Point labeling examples
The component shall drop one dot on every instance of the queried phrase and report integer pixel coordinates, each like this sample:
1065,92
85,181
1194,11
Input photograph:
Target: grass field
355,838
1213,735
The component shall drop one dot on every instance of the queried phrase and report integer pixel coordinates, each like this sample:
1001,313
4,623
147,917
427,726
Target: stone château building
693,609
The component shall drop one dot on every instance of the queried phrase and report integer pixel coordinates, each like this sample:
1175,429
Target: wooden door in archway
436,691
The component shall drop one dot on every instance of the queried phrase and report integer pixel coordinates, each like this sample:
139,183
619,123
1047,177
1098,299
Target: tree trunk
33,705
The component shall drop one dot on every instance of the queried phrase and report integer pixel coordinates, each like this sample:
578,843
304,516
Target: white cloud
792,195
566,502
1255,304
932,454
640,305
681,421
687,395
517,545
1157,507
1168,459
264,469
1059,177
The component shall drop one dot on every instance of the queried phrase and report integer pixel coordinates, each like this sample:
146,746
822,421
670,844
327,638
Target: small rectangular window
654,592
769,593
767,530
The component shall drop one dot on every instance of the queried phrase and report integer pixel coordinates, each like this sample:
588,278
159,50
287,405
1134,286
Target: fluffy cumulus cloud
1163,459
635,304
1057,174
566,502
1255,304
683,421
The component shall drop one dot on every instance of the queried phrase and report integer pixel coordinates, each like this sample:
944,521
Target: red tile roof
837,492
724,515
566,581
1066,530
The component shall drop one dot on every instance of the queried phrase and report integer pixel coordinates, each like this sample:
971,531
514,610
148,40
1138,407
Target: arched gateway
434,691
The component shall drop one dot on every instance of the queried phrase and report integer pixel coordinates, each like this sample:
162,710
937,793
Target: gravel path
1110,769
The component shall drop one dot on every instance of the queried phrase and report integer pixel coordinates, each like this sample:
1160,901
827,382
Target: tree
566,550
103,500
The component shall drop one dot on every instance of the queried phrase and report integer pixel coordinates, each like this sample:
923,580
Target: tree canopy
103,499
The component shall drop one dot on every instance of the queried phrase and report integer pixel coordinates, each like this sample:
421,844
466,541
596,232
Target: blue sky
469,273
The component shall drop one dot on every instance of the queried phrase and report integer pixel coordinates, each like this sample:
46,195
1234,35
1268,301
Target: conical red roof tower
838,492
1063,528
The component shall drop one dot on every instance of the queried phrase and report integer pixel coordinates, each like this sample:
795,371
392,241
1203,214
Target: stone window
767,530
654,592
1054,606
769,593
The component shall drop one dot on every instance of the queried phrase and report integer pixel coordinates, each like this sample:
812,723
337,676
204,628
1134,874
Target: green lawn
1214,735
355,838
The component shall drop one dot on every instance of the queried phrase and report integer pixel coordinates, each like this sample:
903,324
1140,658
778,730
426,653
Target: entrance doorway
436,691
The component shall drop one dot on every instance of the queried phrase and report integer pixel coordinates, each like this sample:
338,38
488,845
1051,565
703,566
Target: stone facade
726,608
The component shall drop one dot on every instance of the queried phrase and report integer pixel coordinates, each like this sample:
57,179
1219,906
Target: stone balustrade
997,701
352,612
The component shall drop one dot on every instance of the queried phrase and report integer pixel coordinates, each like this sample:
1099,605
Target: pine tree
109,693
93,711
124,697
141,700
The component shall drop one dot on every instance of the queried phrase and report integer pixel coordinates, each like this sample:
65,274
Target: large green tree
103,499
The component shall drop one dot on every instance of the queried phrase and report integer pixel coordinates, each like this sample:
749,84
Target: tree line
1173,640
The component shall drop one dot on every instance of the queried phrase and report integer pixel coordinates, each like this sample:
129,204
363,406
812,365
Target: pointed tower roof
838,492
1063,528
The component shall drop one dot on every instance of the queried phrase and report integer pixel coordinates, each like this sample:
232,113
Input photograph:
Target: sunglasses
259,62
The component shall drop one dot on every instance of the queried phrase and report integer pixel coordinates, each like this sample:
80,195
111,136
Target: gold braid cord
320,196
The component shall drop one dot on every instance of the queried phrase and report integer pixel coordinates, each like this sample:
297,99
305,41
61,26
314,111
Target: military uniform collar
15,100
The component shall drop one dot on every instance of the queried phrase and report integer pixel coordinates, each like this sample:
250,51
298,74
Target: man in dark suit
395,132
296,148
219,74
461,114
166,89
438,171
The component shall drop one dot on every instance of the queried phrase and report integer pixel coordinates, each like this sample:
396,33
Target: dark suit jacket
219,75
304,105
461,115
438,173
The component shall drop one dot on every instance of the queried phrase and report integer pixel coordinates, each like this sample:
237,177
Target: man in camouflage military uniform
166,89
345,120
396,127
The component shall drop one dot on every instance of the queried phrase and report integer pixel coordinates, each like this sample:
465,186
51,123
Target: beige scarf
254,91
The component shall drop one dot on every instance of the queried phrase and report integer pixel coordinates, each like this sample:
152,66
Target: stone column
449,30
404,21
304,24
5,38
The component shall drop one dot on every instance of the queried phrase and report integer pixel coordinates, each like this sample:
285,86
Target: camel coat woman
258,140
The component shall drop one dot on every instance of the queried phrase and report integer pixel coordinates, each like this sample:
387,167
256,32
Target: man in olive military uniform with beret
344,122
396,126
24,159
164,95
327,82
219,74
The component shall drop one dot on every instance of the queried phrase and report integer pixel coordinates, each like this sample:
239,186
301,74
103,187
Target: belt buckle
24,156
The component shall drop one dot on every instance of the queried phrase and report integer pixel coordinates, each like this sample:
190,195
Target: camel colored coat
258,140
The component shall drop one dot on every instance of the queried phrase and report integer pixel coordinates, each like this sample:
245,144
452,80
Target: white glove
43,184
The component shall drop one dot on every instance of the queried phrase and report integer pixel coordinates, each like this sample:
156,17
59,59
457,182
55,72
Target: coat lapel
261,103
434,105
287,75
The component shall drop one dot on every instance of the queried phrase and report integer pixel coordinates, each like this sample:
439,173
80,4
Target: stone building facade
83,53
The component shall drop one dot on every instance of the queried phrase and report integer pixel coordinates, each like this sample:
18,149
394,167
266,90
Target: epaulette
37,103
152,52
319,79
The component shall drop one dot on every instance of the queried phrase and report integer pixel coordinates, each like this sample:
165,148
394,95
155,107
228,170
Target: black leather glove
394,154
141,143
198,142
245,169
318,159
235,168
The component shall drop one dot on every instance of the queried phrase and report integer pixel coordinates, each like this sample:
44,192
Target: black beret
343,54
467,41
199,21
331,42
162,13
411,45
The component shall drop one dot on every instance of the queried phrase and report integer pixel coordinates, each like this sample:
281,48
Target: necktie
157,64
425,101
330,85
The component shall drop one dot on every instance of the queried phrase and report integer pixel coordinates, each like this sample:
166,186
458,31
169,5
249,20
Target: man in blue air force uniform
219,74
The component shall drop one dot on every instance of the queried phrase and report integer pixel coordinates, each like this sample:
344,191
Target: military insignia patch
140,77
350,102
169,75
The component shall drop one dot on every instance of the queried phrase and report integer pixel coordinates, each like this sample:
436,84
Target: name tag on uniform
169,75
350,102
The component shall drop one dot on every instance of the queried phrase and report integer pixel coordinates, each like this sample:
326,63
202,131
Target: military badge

§ **WORK TO BE COMPLETED**
Without leaving anything out, quote all the data.

§ **RESPONSE TO THIS EXERCISE**
The component shall drop one dot on every instance of the queried phrase and report integer pixel coordinates, each like this sample:
1065,92
85,181
1194,11
Input photograph:
Target: grass field
355,838
1213,735
The component shall drop one dot on every instance of the queried phrase and report integer pixel coordinates, each like this sample:
1001,313
4,623
147,917
427,726
Target: stone château building
693,609
The component shall drop one dot on every instance of the queried phrase and report integer pixel coordinates, each like this sample:
1175,429
Target: wooden door in archway
436,691
The component shall drop one dot on every instance of the queried phrase and report integer pixel coordinates, each like this sample:
139,183
619,123
1047,177
1098,299
Target: tree trunk
33,705
The component shall drop one dot on every instance of the queried phrase and report integer pixel coordinates, each like this sample:
578,843
304,516
Target: white cloud
792,195
566,502
1255,304
932,454
640,305
681,421
687,395
517,545
1157,507
1168,459
264,469
1059,177
The component shall drop one dot on every instance of the queried phrase and report integer pixel coordinates, each like this sample:
146,746
822,421
670,844
327,638
Target: small rectangular window
654,592
769,593
767,530
The component shall drop one dot on every instance of the queried phrase and report integer pixel coordinates, each like this sample:
588,278
159,50
287,405
1134,286
Target: fluffy cumulus cloud
1163,459
635,304
1057,174
566,502
1255,304
683,421
The component shall drop one dot on every instance of the queried phrase and report integer pixel coordinates, each like this sample:
944,521
Target: red tile roof
837,492
724,515
566,581
1066,530
The component shall drop one dot on every instance of the queried phrase and report integer pixel coordinates, each like this sample:
971,531
514,610
148,40
1138,407
Target: arched gateway
434,691
The component shall drop one dot on every instance of the queried phrase and report integer pixel coordinates, each like this sample:
162,710
937,793
Target: gravel path
1110,769
The component shall drop one dot on every instance of the queried phrase and report integer pixel coordinates, each like this sample:
1160,901
827,382
Target: tree
566,550
103,500
The component shall drop one dot on every instance of the queried phrase and report integer pixel coordinates, each like this sample:
923,580
Target: tree canopy
103,499
The component shall drop one dot on every instance of the queried phrase and report integer pixel coordinates, each like this sample:
421,844
466,541
596,232
Target: blue sky
469,273
The component shall drop one dot on every instance of the queried phrase and report integer pixel coordinates, each like this sample:
46,195
1234,35
1268,301
Target: conical red roof tower
838,492
1063,528
The component shall drop one dot on every instance of the queried phrase and report integer pixel coordinates, each like this sample:
795,371
392,241
1203,214
Target: stone window
767,530
654,592
1054,606
769,593
The component shall drop one dot on every instance of the queried phrase and report integer pixel coordinates, each like this sample:
812,723
337,676
204,628
1134,874
Target: green lawn
1214,735
355,838
The component shall drop one dot on every instance of the queried phrase and report integer pixel coordinates, each like this sample:
903,324
1140,658
778,730
426,653
Target: entrance doorway
436,691
The component shall drop one dot on every instance of the queried phrase and report integer pixel coordinates, each like this sample:
338,38
488,845
1051,565
703,566
Target: stone facade
726,608
The component shall drop one dot on every instance of the queried phrase and report integer pixel coordinates, each like this sample:
57,179
1219,906
Target: stone balustrade
997,701
352,612
The component shall drop one dot on every instance of the queried phrase and report integer pixel coordinates, each like this sample:
1099,605
Target: pine tree
109,693
93,711
124,697
141,700
The component shall drop one dot on every instance of the queried phrase and report integer pixel coordinates, each like this sample:
65,274
Target: large green tree
103,499
The component shall drop one dot on every instance of the queried phrase and report integer pixel coordinates, each like this sample:
749,84
Target: tree line
1173,640
The component shall drop one dot on every instance of the queried phrase and report integer pixel coordinates, each like this sample:
129,204
363,406
812,365
Target: pointed tower roof
838,492
1063,528
The component shall drop one dot on every instance of the queried phrase and report integer pixel coordinates, each like this sample:
232,113
Input photograph:
Target: sunglasses
259,62
The component shall drop one dot on every instance of the queried phrase and report integer pixel coordinates, each like this sample:
80,195
111,136
Target: gold braid cord
320,196
The component shall drop one dot on every instance of the queried phrase and report integer pixel coordinates, each like this sample:
297,99
305,41
61,26
314,111
Target: military uniform collar
15,100
The component shall drop one dot on every instance of the queried phrase and report integer pixel coordinates, each like this sample:
250,51
298,74
Target: man in dark suit
395,132
296,148
219,74
461,114
166,89
438,171
The component shall drop one dot on every instance of the queried phrase and report integer pixel coordinates, each like this sample:
396,33
Target: dark suit jacket
219,75
304,105
461,115
438,173
The component shall drop one dot on every instance of the queried phrase and report integer pixel coordinates, each like this sample:
237,177
Target: man in camouflage military uniform
166,89
345,120
396,127
The component shall drop one dot on every instance of the queried phrase and report integer pixel coordinates, each like this sample:
465,186
51,123
Target: beige scarf
254,91
The component shall drop one dot on every instance of the queried phrase and report integer pixel coordinates, each like this sample:
152,66
Target: stone column
449,30
404,21
304,24
5,38
The component shall drop one dot on every instance of the queried phrase and report integer pixel coordinates, each like this sample:
285,86
Target: camel coat woman
258,140
The component shall drop one dot on every instance of the queried phrase and report integer pixel coordinates, each like this sample:
387,167
256,32
Target: man in olive military uniform with beret
344,122
396,126
24,159
164,95
327,82
219,74
The component shall drop one dot on every instance of the queried phrase and report integer pixel coordinates, each like this sample:
239,186
301,74
103,187
Target: belt buckle
24,156
The component shall drop one dot on every instance of the queried phrase and report integer pixel coordinates, each like this sample:
190,195
Target: camel colored coat
258,140
The component shall drop one dot on every instance of the queried phrase and report integer pixel coordinates, each like this sample:
245,144
452,80
Target: white glove
43,184
The component shall drop one dot on every instance of the queried phrase and report integer pixel coordinates, each like this sample:
156,17
59,59
457,182
55,72
Target: coat lapel
261,103
434,105
287,75
The component shall drop one dot on every instance of the queried phrase and report integer pixel coordinates, each like this sample:
439,173
80,4
Target: stone building facade
83,53
The component shall drop one dot on every instance of the queried phrase and report integer pixel coordinates, each like this sample:
18,149
394,167
266,90
Target: epaulette
37,103
152,52
319,79
The component shall drop one dot on every instance of the queried phrase and report integer pixel coordinates, each like this sample:
165,148
394,95
155,107
228,170
Target: black leather glove
394,154
141,143
198,142
245,169
318,159
235,168
The component shall drop one dot on every instance of the queried phrase and report integer pixel coordinates, each like this sample:
44,192
Target: black beret
343,54
467,41
199,21
331,42
162,13
411,45
The component shall drop one dot on every instance of the queried phrase and report integer pixel coordinates, each like this sample:
281,48
Target: necktie
157,64
425,101
330,85
The component shall drop one dot on every instance of the queried phrase and report integer pixel coordinates, each like this sample:
166,186
458,31
169,5
249,20
Target: man in blue air force uniform
219,74
The component shall drop one dot on every instance of the queried phrase and report integer pixel coordinates, each like this sample:
344,191
Target: military insignia patch
140,77
350,102
169,75
The component shall drop one dot on every instance of the queried phrase and report integer pixel coordinates, each like this sample:
436,84
Target: name tag on uniform
169,75
350,102
The component shall drop one dot on every instance of the queried phrase and report integer pixel coordinates, each like this sample:
326,63
202,131
Target: military badge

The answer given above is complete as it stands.